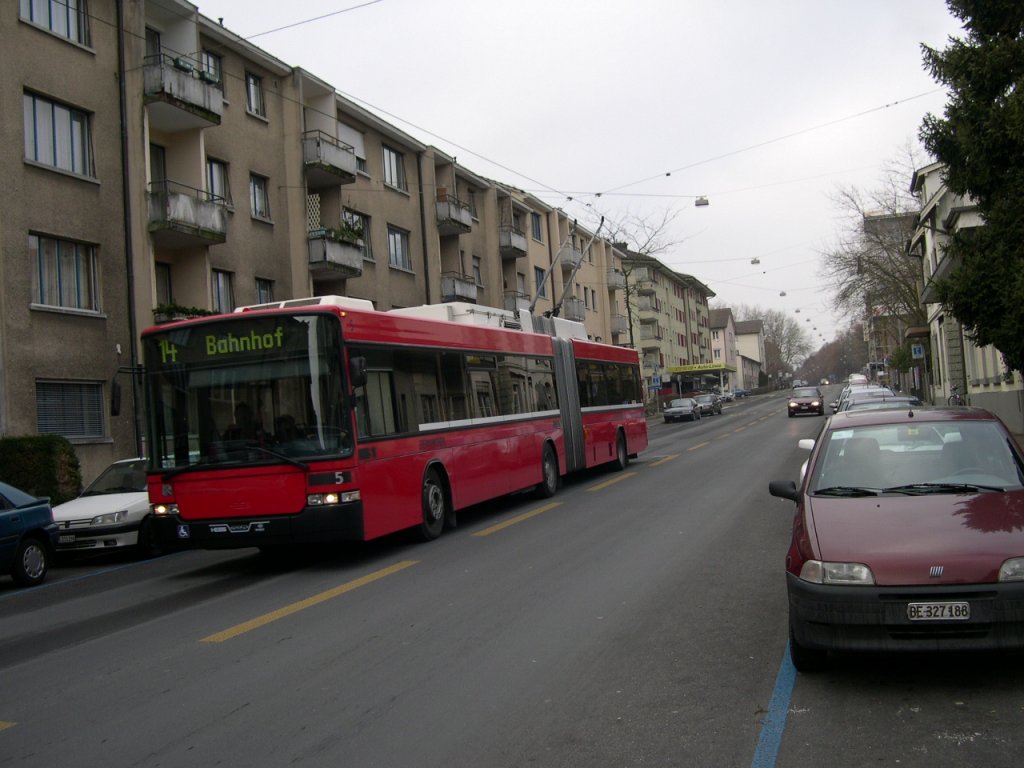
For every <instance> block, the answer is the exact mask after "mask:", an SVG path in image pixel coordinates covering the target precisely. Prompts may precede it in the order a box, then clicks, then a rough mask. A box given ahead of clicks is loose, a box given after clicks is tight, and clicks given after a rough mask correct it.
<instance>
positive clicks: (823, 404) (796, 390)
mask: <svg viewBox="0 0 1024 768" xmlns="http://www.w3.org/2000/svg"><path fill="white" fill-rule="evenodd" d="M788 411H790V416H797V414H816V415H818V416H824V415H825V400H824V398H823V397H822V396H821V390H820V389H818V388H817V387H797V388H796V389H794V390H793V391H792V392H791V393H790V404H788Z"/></svg>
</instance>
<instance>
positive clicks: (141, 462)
mask: <svg viewBox="0 0 1024 768" xmlns="http://www.w3.org/2000/svg"><path fill="white" fill-rule="evenodd" d="M53 520H54V522H56V523H57V526H58V531H57V551H58V552H85V551H88V552H95V551H99V550H113V549H119V548H123V547H137V548H138V552H139V554H140V555H142V556H143V557H152V556H153V555H156V554H158V553H159V546H158V545H157V540H156V537H155V536H154V530H153V527H152V525H151V521H150V497H148V494H147V493H146V488H145V459H124V460H122V461H119V462H114V464H112V465H111V466H109V467H108V468H106V469H104V470H103V471H102V473H101V474H100V475H99V477H97V478H96V479H95V480H93V481H92V483H90V485H89V487H87V488H86V489H85V490H84V492H83V493H82V495H81V496H80V497H79V498H78V499H73V500H72V501H70V502H66V503H65V504H59V505H57V506H56V507H54V508H53Z"/></svg>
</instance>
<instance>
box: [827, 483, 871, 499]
mask: <svg viewBox="0 0 1024 768" xmlns="http://www.w3.org/2000/svg"><path fill="white" fill-rule="evenodd" d="M813 495H814V496H849V497H856V496H878V495H879V492H878V490H876V489H874V488H862V487H859V486H856V485H834V486H831V487H827V488H818V489H817V490H815V492H814V494H813Z"/></svg>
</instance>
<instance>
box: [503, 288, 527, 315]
mask: <svg viewBox="0 0 1024 768" xmlns="http://www.w3.org/2000/svg"><path fill="white" fill-rule="evenodd" d="M529 301H530V299H529V296H528V295H527V294H524V293H519V292H518V291H506V292H505V301H504V302H503V304H502V306H503V307H504V308H505V309H508V310H509V311H510V312H518V311H519V310H520V309H529Z"/></svg>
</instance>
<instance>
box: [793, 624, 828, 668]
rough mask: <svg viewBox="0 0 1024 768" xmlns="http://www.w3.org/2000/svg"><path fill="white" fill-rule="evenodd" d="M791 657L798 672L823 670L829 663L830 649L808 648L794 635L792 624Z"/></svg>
mask: <svg viewBox="0 0 1024 768" xmlns="http://www.w3.org/2000/svg"><path fill="white" fill-rule="evenodd" d="M790 659H791V660H792V662H793V666H794V667H795V668H796V670H797V672H803V673H805V674H806V673H811V672H821V671H822V670H823V669H824V668H825V667H826V666H827V664H828V651H826V650H820V649H818V648H808V647H807V646H805V645H801V644H800V643H798V642H797V638H796V637H794V635H793V624H791V625H790Z"/></svg>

========================

#### WORK ITEM:
Please output the data above exactly as given, omitting every picture.

#### RESPONSE FOR THIS EXERCISE:
For every <instance> block, the answer is the exact mask after "mask:", an SVG path in image pixel coordinates covering the target precisely. Prompts may precede it in the order a box, then clicks, then a rough mask. A box given ahead of clicks is loose, a box given after clicks is tight, and clicks given after a rough mask correct it.
<instance>
positive clicks: (823, 404) (796, 390)
mask: <svg viewBox="0 0 1024 768" xmlns="http://www.w3.org/2000/svg"><path fill="white" fill-rule="evenodd" d="M788 411H790V416H797V414H816V415H818V416H824V415H825V400H824V398H823V397H822V396H821V390H820V389H818V388H817V387H797V388H796V389H794V390H793V391H792V392H791V393H790V404H788Z"/></svg>
</instance>
<instance>
positive clicks: (141, 462)
mask: <svg viewBox="0 0 1024 768" xmlns="http://www.w3.org/2000/svg"><path fill="white" fill-rule="evenodd" d="M53 520H54V522H56V523H57V526H58V531H57V551H58V552H85V551H88V552H95V551H99V550H113V549H119V548H123V547H137V548H138V552H139V554H140V555H142V556H143V557H152V556H153V555H156V554H158V553H159V546H158V545H157V540H156V537H155V536H154V530H153V527H152V525H151V521H150V497H148V494H147V493H146V488H145V459H124V460H122V461H119V462H114V464H112V465H111V466H109V467H108V468H106V469H104V470H103V471H102V473H101V474H100V475H99V477H97V478H96V479H95V480H93V481H92V483H90V485H89V487H87V488H86V489H85V490H84V492H83V493H82V495H81V496H80V497H79V498H78V499H73V500H72V501H70V502H66V503H65V504H59V505H57V506H56V507H54V508H53Z"/></svg>
</instance>
<instance>
box: [827, 483, 871, 499]
mask: <svg viewBox="0 0 1024 768" xmlns="http://www.w3.org/2000/svg"><path fill="white" fill-rule="evenodd" d="M813 495H814V496H849V497H856V496H878V495H879V492H878V490H876V489H874V488H862V487H859V486H856V485H834V486H831V487H827V488H818V489H817V490H815V492H814V494H813Z"/></svg>
</instance>
<instance>
box: [503, 288, 527, 315]
mask: <svg viewBox="0 0 1024 768" xmlns="http://www.w3.org/2000/svg"><path fill="white" fill-rule="evenodd" d="M529 301H530V299H529V296H528V295H527V294H524V293H519V292H518V291H506V292H505V301H504V302H503V304H502V306H503V307H504V308H505V309H508V310H509V311H510V312H518V311H519V310H520V309H529Z"/></svg>
</instance>
<instance>
box: [793, 624, 828, 668]
rough mask: <svg viewBox="0 0 1024 768" xmlns="http://www.w3.org/2000/svg"><path fill="white" fill-rule="evenodd" d="M791 657L798 672L823 670L829 663L830 649L808 648L794 635L792 624Z"/></svg>
mask: <svg viewBox="0 0 1024 768" xmlns="http://www.w3.org/2000/svg"><path fill="white" fill-rule="evenodd" d="M790 659H791V660H792V662H793V666H794V667H795V668H796V670H797V672H803V673H805V674H806V673H811V672H821V671H822V670H823V669H824V668H825V667H826V666H827V664H828V651H826V650H820V649H818V648H808V647H807V646H805V645H801V644H800V643H798V642H797V638H796V637H794V635H793V624H791V625H790Z"/></svg>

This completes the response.